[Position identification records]
···

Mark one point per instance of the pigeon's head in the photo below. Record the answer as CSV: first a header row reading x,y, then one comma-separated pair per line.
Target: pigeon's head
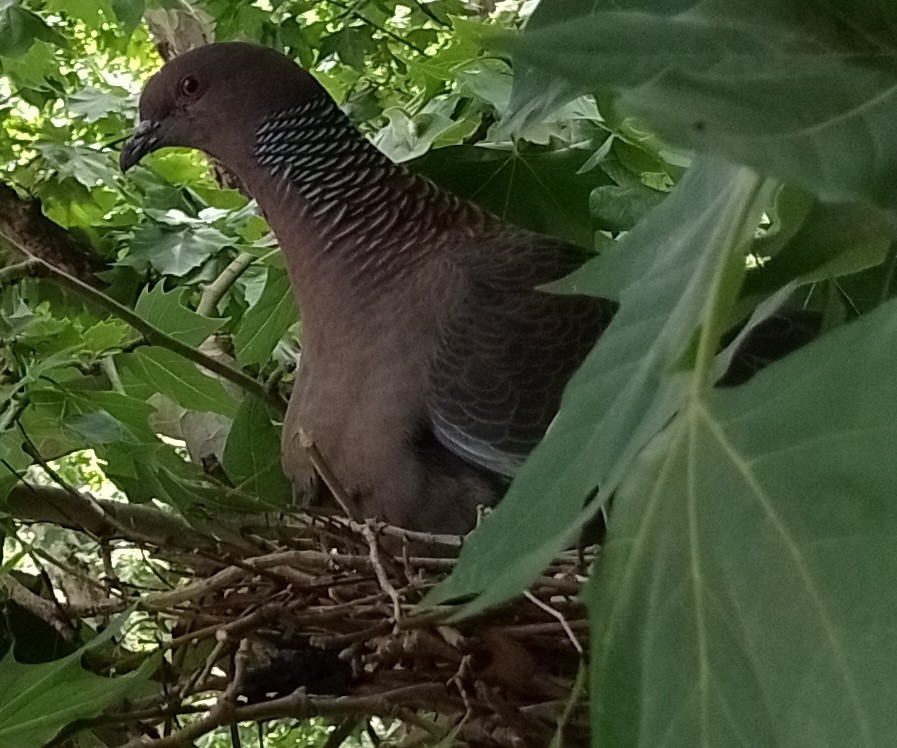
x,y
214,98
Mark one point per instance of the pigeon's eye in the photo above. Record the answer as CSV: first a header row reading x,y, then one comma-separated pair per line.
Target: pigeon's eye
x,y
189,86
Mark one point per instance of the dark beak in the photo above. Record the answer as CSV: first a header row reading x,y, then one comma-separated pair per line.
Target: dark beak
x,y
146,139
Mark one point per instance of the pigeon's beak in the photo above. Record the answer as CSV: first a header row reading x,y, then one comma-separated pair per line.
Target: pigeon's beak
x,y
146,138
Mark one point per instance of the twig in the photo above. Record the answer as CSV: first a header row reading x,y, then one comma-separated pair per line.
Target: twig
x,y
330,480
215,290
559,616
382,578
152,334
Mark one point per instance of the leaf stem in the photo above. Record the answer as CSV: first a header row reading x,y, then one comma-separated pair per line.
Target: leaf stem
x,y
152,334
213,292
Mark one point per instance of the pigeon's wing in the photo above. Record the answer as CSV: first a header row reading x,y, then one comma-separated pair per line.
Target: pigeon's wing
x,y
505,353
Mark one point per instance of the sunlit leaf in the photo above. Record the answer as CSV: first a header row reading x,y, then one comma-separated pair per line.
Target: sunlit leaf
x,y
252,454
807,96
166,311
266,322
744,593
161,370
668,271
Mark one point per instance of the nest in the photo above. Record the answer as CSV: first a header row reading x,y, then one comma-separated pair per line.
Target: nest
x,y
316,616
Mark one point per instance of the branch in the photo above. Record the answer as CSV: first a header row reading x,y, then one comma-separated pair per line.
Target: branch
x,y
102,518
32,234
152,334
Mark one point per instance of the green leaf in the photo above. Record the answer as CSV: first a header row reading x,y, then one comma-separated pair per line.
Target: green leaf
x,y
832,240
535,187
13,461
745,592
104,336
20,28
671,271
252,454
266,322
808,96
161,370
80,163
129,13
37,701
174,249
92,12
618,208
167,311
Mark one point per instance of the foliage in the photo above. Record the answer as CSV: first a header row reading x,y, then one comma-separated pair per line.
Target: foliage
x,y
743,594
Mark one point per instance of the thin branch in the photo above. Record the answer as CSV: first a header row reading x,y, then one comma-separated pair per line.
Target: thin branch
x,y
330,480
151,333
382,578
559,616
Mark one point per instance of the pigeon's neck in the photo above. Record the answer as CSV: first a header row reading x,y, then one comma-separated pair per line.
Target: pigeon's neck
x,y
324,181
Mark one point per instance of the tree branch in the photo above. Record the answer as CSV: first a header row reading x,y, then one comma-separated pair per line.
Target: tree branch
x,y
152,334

···

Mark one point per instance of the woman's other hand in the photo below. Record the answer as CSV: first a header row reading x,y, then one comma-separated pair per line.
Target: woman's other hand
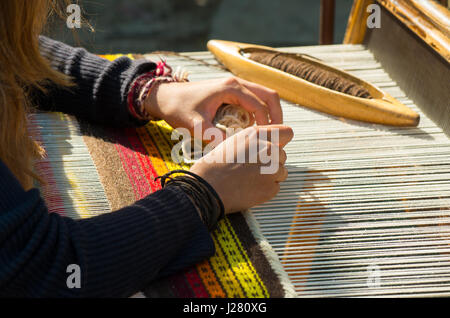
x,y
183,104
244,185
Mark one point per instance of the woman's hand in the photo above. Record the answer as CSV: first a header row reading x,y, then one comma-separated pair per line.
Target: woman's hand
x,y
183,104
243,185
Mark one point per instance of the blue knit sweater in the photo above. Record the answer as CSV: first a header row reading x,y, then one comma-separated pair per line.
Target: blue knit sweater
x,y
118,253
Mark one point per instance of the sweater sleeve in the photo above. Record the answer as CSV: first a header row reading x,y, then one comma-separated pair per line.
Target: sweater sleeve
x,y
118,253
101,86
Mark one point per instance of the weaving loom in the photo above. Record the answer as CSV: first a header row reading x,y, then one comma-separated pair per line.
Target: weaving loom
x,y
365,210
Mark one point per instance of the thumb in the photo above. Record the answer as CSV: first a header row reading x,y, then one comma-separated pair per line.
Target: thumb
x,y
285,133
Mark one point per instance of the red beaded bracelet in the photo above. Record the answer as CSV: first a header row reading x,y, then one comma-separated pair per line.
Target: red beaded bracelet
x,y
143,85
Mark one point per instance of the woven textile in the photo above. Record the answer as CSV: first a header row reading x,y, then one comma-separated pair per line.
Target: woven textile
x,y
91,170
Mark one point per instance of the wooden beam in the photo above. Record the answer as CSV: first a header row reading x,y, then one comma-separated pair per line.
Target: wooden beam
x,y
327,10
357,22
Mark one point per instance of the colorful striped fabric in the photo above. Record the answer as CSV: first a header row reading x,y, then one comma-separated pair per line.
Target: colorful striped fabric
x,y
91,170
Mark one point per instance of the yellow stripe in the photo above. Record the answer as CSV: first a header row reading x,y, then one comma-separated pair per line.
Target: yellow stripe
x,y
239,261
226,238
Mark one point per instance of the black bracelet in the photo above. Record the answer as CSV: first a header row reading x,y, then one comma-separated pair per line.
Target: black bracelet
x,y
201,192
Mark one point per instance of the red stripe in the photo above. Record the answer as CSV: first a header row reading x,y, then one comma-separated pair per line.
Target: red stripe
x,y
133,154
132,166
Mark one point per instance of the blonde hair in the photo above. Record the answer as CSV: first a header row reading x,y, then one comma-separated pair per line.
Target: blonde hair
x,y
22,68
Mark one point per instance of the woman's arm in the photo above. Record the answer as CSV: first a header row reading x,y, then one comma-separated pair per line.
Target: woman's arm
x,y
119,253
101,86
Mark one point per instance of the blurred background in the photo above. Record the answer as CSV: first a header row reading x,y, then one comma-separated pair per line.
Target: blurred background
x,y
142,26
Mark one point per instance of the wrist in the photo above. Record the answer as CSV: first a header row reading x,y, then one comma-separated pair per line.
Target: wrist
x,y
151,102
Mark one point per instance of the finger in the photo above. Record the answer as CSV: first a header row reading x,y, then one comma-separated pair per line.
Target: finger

···

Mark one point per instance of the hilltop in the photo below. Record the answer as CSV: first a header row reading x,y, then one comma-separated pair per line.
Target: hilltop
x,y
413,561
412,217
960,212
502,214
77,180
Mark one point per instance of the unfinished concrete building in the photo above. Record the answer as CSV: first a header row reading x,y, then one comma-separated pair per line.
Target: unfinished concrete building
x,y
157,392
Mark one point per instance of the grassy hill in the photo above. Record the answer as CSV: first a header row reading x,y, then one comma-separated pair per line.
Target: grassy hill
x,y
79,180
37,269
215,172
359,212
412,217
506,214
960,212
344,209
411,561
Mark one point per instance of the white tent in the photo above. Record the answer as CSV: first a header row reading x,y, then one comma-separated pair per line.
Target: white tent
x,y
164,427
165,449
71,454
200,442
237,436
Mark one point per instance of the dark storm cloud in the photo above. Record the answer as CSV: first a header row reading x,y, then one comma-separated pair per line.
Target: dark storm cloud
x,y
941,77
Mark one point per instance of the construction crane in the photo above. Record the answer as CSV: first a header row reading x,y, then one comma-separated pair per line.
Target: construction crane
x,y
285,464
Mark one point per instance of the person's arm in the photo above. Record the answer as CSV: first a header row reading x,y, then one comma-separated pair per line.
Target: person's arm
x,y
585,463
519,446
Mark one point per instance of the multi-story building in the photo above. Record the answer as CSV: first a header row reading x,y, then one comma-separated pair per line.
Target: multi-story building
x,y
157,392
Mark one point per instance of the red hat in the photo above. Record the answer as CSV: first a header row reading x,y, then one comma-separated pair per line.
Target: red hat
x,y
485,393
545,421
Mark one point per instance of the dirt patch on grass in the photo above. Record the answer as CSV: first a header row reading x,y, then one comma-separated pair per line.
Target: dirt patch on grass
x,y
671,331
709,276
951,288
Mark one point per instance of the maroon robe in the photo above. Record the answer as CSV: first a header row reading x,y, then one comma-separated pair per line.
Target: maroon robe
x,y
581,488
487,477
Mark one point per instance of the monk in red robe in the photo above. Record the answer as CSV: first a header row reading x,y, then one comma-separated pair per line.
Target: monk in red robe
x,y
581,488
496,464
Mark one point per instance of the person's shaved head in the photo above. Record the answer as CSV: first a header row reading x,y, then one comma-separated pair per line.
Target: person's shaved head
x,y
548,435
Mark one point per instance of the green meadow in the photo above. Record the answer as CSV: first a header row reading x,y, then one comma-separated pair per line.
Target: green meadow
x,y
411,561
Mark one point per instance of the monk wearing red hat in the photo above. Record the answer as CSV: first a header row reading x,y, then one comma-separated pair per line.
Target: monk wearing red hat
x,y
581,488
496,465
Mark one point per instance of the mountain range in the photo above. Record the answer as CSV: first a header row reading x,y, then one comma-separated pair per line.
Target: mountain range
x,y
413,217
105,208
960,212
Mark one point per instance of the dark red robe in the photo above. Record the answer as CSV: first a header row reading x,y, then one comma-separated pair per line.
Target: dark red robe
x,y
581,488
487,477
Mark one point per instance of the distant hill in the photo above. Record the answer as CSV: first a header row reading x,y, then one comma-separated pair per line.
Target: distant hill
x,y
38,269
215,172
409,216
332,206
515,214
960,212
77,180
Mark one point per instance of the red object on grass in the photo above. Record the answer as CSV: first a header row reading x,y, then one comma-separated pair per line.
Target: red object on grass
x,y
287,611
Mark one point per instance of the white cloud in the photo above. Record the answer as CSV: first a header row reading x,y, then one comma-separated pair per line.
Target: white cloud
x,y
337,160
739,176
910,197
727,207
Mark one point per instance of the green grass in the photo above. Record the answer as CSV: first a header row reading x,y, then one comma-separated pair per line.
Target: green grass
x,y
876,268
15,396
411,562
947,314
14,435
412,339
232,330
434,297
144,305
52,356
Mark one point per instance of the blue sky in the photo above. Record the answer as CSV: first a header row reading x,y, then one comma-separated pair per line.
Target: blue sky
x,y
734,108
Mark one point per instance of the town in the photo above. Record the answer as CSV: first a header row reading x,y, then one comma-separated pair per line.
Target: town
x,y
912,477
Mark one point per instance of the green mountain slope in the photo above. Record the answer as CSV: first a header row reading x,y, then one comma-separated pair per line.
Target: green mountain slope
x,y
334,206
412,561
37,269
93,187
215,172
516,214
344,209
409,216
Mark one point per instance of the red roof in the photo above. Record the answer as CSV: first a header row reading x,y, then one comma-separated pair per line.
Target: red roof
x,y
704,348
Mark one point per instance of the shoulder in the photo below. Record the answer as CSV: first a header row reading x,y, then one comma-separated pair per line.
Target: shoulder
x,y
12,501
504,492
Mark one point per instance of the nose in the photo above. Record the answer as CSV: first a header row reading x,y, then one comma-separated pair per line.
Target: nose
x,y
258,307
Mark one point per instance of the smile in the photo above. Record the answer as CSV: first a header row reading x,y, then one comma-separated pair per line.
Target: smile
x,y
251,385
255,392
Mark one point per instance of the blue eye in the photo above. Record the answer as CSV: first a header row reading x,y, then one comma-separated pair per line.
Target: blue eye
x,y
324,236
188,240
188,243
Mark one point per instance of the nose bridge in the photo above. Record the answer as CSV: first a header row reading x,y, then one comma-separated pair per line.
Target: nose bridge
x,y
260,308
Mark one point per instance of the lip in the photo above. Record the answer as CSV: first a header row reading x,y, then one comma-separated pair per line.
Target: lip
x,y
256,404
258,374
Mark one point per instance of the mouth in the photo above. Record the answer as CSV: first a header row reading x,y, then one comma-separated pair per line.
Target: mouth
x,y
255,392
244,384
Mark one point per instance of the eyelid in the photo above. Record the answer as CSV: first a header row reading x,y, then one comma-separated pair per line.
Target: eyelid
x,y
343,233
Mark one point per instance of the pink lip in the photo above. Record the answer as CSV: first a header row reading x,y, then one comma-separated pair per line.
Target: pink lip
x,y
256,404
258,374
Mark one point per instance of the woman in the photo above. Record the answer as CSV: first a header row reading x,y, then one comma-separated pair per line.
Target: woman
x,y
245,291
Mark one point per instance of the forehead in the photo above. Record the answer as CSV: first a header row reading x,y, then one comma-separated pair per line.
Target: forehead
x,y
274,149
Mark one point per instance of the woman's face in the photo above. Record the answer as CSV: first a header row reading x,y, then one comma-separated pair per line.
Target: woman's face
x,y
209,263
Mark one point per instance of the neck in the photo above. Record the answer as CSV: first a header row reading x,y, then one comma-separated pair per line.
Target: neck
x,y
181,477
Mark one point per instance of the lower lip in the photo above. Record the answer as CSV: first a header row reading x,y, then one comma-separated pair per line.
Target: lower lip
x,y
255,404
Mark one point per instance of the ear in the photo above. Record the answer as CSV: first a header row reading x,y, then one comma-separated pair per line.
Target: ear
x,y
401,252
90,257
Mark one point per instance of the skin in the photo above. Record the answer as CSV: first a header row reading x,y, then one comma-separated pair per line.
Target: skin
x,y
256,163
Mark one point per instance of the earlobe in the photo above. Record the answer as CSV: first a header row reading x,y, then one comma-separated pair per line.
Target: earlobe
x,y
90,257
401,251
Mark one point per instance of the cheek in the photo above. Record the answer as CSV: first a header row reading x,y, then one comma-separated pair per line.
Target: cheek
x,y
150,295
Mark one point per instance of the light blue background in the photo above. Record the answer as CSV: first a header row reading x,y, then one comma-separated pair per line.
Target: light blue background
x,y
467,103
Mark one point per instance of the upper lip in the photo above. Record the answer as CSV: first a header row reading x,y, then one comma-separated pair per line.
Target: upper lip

···

- _PROBLEM STATEMENT_
How many lines in the records contain the string "yellow"? Reply with the number alone.

- _COMPLETE ANSWER_
2